Goal — Print the data exactly as it is given, please.

===== Information given

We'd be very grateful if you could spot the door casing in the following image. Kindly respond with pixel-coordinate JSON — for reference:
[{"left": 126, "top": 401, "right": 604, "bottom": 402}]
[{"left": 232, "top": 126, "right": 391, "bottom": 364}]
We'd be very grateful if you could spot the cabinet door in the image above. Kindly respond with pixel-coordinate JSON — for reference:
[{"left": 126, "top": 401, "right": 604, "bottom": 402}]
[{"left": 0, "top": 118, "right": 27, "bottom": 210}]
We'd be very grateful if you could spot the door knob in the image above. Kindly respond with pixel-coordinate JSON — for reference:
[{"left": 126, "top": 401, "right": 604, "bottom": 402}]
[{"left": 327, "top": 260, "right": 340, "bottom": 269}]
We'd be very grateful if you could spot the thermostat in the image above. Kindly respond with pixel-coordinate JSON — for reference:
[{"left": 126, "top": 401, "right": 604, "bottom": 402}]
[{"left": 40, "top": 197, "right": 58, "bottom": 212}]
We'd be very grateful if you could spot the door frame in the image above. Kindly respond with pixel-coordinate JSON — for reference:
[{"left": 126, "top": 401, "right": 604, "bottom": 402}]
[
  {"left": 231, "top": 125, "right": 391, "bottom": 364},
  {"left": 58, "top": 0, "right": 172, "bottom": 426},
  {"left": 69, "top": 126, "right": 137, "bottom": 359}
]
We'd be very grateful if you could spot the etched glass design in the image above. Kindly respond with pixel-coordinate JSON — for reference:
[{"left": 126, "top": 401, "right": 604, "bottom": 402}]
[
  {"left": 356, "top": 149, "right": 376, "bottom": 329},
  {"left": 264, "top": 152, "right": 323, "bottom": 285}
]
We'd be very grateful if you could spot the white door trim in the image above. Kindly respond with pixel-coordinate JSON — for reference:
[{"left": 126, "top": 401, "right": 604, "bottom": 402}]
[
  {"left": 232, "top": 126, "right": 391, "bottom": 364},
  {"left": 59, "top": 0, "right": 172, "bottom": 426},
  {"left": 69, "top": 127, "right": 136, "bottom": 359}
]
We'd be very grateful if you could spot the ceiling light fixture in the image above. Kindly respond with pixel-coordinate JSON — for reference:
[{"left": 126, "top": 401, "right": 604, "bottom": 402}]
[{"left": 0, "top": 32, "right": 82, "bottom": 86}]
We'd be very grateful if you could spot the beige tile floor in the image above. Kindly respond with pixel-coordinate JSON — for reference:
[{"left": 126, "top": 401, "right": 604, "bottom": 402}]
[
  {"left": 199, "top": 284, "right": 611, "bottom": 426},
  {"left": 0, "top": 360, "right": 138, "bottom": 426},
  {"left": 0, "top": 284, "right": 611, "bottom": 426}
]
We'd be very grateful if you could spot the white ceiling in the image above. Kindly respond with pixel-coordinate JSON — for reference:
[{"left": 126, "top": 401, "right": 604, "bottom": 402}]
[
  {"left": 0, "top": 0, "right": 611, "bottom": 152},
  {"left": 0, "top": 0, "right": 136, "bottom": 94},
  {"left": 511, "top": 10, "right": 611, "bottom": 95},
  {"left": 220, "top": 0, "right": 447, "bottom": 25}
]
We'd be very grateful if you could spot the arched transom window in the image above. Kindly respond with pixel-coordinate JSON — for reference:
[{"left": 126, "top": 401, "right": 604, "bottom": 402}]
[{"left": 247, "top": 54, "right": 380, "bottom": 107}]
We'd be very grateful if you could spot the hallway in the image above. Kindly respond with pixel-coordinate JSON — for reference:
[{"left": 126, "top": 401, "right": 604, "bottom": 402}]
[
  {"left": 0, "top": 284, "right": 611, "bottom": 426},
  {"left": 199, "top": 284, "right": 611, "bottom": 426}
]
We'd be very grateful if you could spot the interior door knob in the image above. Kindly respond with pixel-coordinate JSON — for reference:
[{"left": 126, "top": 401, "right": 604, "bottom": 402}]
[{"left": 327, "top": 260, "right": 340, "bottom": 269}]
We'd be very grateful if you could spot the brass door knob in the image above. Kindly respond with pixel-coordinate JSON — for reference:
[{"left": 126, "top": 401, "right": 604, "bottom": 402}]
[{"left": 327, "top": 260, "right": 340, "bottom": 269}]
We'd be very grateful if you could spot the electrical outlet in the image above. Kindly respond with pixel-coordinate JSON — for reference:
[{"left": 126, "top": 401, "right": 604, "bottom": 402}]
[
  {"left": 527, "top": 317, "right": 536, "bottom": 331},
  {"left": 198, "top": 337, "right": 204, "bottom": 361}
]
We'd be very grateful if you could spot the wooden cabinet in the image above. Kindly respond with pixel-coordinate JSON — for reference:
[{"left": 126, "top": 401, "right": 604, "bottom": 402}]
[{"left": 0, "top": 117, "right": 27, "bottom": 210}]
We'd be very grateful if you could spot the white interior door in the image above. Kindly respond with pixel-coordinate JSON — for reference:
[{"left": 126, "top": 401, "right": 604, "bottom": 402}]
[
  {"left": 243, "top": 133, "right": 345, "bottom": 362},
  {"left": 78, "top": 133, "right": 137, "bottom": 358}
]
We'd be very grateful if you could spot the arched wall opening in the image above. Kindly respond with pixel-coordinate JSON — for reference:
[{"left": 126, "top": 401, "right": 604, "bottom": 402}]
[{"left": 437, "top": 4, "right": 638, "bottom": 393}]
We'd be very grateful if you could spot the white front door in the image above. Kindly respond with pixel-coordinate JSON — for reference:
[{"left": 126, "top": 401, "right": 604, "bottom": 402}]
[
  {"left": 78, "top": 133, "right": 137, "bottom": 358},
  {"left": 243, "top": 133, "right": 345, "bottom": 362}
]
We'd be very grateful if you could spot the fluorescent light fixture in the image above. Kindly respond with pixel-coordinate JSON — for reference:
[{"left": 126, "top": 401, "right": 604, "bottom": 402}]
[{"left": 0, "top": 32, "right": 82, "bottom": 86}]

==========

Result —
We'd be very grateful if you could spot the door casing in the following image. Kindly respond with pixel-coordinate JSON — for reference:
[{"left": 126, "top": 401, "right": 604, "bottom": 402}]
[{"left": 232, "top": 126, "right": 391, "bottom": 364}]
We'd be very grateful if you could spot the cabinet door in the image above. Kindly respond with pixel-coordinate JSON — for reference:
[{"left": 126, "top": 401, "right": 604, "bottom": 402}]
[{"left": 0, "top": 118, "right": 27, "bottom": 210}]
We'd be very grateful if you could spot the door knob in the image above. Kindly respond with pixel-coordinate JSON — for reference:
[{"left": 126, "top": 401, "right": 604, "bottom": 402}]
[{"left": 327, "top": 260, "right": 340, "bottom": 269}]
We'd be very grateful if you could spot the thermostat in the image above. Kindly respond with pixel-coordinate JSON — for reference:
[{"left": 126, "top": 401, "right": 604, "bottom": 402}]
[{"left": 40, "top": 197, "right": 58, "bottom": 212}]
We'd be very grateful if you could spot the door frame in the image above. Kindly respond with pixel-coordinate JSON — for reference:
[{"left": 126, "top": 401, "right": 604, "bottom": 402}]
[
  {"left": 231, "top": 125, "right": 391, "bottom": 364},
  {"left": 58, "top": 0, "right": 172, "bottom": 426},
  {"left": 69, "top": 126, "right": 137, "bottom": 359}
]
We'd be very grateful if you could spot the etched glass design in the image above. Kindly respond with pixel-coordinate JSON — for reference:
[{"left": 126, "top": 401, "right": 604, "bottom": 402}]
[
  {"left": 356, "top": 149, "right": 376, "bottom": 329},
  {"left": 264, "top": 152, "right": 323, "bottom": 285}
]
We'd be very grateful if you could spot the white door trim in the image above. Kindly respond with pixel-coordinate JSON — for reference:
[{"left": 126, "top": 401, "right": 604, "bottom": 402}]
[
  {"left": 232, "top": 126, "right": 391, "bottom": 364},
  {"left": 59, "top": 0, "right": 172, "bottom": 426},
  {"left": 69, "top": 127, "right": 136, "bottom": 359}
]
We'd be very grateful if you could spot the ceiling light fixture in the image above. Kindly respond with pixel-coordinate JSON — for reference:
[{"left": 126, "top": 401, "right": 604, "bottom": 402}]
[{"left": 0, "top": 32, "right": 82, "bottom": 86}]
We'd be very grateful if you could spot the beige tile floor in the image above. Kindly respond with pixel-coordinate JSON — for reference:
[{"left": 126, "top": 401, "right": 604, "bottom": 402}]
[
  {"left": 199, "top": 284, "right": 611, "bottom": 426},
  {"left": 0, "top": 360, "right": 138, "bottom": 426},
  {"left": 0, "top": 284, "right": 611, "bottom": 426}
]
We'd be very grateful if you could spot the white ceiling in the image above. Kindly respond with pixel-coordinate JSON — for reference:
[{"left": 126, "top": 401, "right": 604, "bottom": 402}]
[
  {"left": 0, "top": 0, "right": 611, "bottom": 152},
  {"left": 0, "top": 0, "right": 136, "bottom": 94},
  {"left": 511, "top": 10, "right": 611, "bottom": 95},
  {"left": 220, "top": 0, "right": 447, "bottom": 25}
]
We'd be very grateful if you could spot the arched transom window in the image above. Kindly respond with pixel-coordinate JSON — for reference:
[{"left": 126, "top": 401, "right": 604, "bottom": 402}]
[{"left": 247, "top": 54, "right": 380, "bottom": 107}]
We'd be very grateful if you could spot the hallway in the image above. Kindly respond with pixel-coordinate JSON — for reference:
[{"left": 126, "top": 401, "right": 604, "bottom": 402}]
[
  {"left": 0, "top": 284, "right": 611, "bottom": 426},
  {"left": 199, "top": 284, "right": 611, "bottom": 426}
]
We'd be very grateful if you could spot the interior door knob in the image above. Kindly respond with pixel-coordinate JSON — for reference:
[{"left": 126, "top": 401, "right": 604, "bottom": 402}]
[{"left": 327, "top": 260, "right": 340, "bottom": 269}]
We'd be very grateful if you could spot the brass door knob in the image above. Kindly respond with pixel-coordinate JSON — for reference:
[{"left": 126, "top": 401, "right": 604, "bottom": 402}]
[{"left": 327, "top": 260, "right": 340, "bottom": 269}]
We'd be very grateful if you could spot the electrical outlet in the image above. Kindly respond with pixel-coordinate JSON — for reference:
[{"left": 126, "top": 401, "right": 604, "bottom": 402}]
[
  {"left": 527, "top": 317, "right": 536, "bottom": 331},
  {"left": 198, "top": 337, "right": 204, "bottom": 361}
]
We'd be very grateful if you could spot the wooden cabinet in the image above. Kindly respond with pixel-coordinate JSON — for reference:
[{"left": 126, "top": 401, "right": 604, "bottom": 402}]
[{"left": 0, "top": 117, "right": 27, "bottom": 210}]
We'd be very grateful if you could spot the white interior door in the image above. Kindly respond with pixel-coordinate JSON — for reference:
[{"left": 126, "top": 401, "right": 604, "bottom": 402}]
[
  {"left": 243, "top": 133, "right": 345, "bottom": 362},
  {"left": 78, "top": 133, "right": 137, "bottom": 358}
]
We'd be very grateful if you could spot the arched wall opening in the image above. Kindly respond with pixel-coordinate JSON — for reference:
[{"left": 126, "top": 401, "right": 604, "bottom": 402}]
[{"left": 437, "top": 4, "right": 638, "bottom": 393}]
We'd be very grateful if you could spot the white front door in the image above. Kindly respond with pixel-coordinate JSON — for reference:
[{"left": 126, "top": 401, "right": 604, "bottom": 402}]
[
  {"left": 78, "top": 133, "right": 137, "bottom": 358},
  {"left": 243, "top": 133, "right": 345, "bottom": 362}
]
We'd be very grateful if you could spot the fluorescent light fixture in the image above. Kindly respond with pixel-coordinate JSON — for reference:
[{"left": 126, "top": 401, "right": 604, "bottom": 402}]
[{"left": 0, "top": 32, "right": 82, "bottom": 86}]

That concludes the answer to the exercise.